Short exercise A: From the article on congressional rhetoric about China, write out the passage from "Lawmakers at a" to "increasingly polarized Congress.".
Short exercise B: Render this sentence from the article on congressional rhetoric about China in Spanish: "China has been the chief foreign policy and national security obsession of the 118th Congress."

Text shown:

— start —

Lawmakers at a Democratic foreign policy conference today bemoaned escalating and useless rhetoric against Beijing on Capitol Hill.

Reporting | Asia-Pacific

China has been the chief foreign policy and national security obsession of the 118th Congress. Members have introduced over 300 pieces of legislation aimed at confronting the rise of Beijing and created the hawkish “Select Committee on the Strategic Competition Between the United States and the Chinese Communist Party.” 




As the journalist Ed Luce, who moderated a panel on US-China relations during Foreign Policy for America’s annual Leadership Summit on Monday, noted, it is one of the few areas of bipartisanship in an increasingly polarized Congress. 




The four members of the House of Representatives who participated on the panel offered words of caution to their colleagues, warning that heightened rhetoric could leave Washington in a perilous predicament. “It’s really important that we remember, particularly when rhetoric continues to heat up, that, God forbid, we ever had to go to war with China, it is mutually assured economic destruction,” said Rep. Elissa Slotkin (D-Mich). “At the end of the day, a war will be a disaster for them and certainly for us.” 




If anything, according to Rep. Andy Kim, who sits on the select committee, the increase in tension between the two largest economies in the world should incentivize U.S. officials to engage with their counterparts even more. “When the chairperson or when someone else on [the select] committee talks about how China is an existential threat to the United States. That's a real problem,” remarked Kim (D-N.J.) “When you call someone or something an existential threat, how do you have a conversation? How do you have engagement? How do you have diplomacy?”




Luce noted that efforts to calm tensions have so far not been particularly effective, pointing to a recent Pew Research poll that indicates that four in ten Americans consider China to be an enemy, up thirteen points from when a similar poll was conducted last year. Kim called that polling data “a huge problem,” and Rep. Veronica Escobar said it was “very disconcerting.” 




All of the members acknowledged that Beijing does pose a significant challenge to the U.S. and the Chinese government had not seemed particularly interested in constructive engagement either, but maintained that the response should not be to treat conflict as inevitable.  “Some of the challenges I’ve seen, especially being on the select committee (...) is how reactionary we’ve become in terms of our foreign policy, especially when it comes to China,” said Kim noting what he saw as a bipartisan overreaction to the Chinese spy balloon and legislation aimed at banning TikTok.




One consistent theme throughout the panel was that there may be substantial ways in which Washington can and should compete with China, but those potential U.S. policies  are too often drowned out by legislation that is only intended to antagonize Beijing. “We have not had an immediate pressing reason in my opinion, to vote on anything related to China,” so far in this Congress, said Lauren Underwood (D-Ill.) She argued that all of the bills aimed at countering the CCP were messaging bills aimed at painting opponents as soft on China and “a lot of colleagues are trying to neutralize a CCP or Chinese attack in the electoral context by wrapping themselves in the blanket of bipartisanship” on the issue.

— end —

Dataset section:
— start —

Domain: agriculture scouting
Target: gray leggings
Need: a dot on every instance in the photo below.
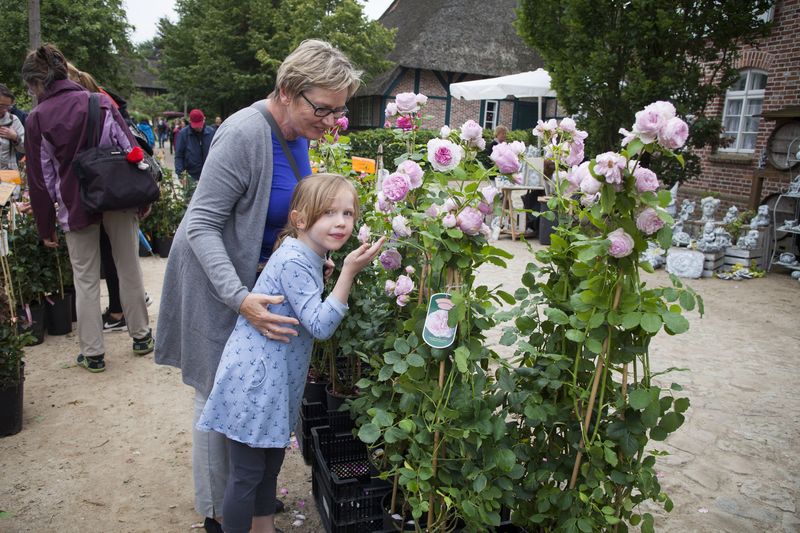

— end —

Problem solution A:
Lawmakers at a Democratic foreign policy conference today bemoaned escalating and useless rhetoric against Beijing on Capitol Hill.

Reporting | Asia-Pacific

China has been the chief foreign policy and national security obsession of the 118th Congress. Members have introduced over 300 pieces of legislation aimed at confronting the rise of Beijing and created the hawkish “Select Committee on the Strategic Competition Between the United States and the Chinese Communist Party.” 




As the journalist Ed Luce, who moderated a panel on US-China relations during Foreign Policy for America’s annual Leadership Summit on Monday, noted, it is one of the few areas of bipartisanship in an increasingly polarized Congress.

Problem solution B: China ha sido la principal obsesión en materia de política exterior y seguridad nacional del 118.º Congreso.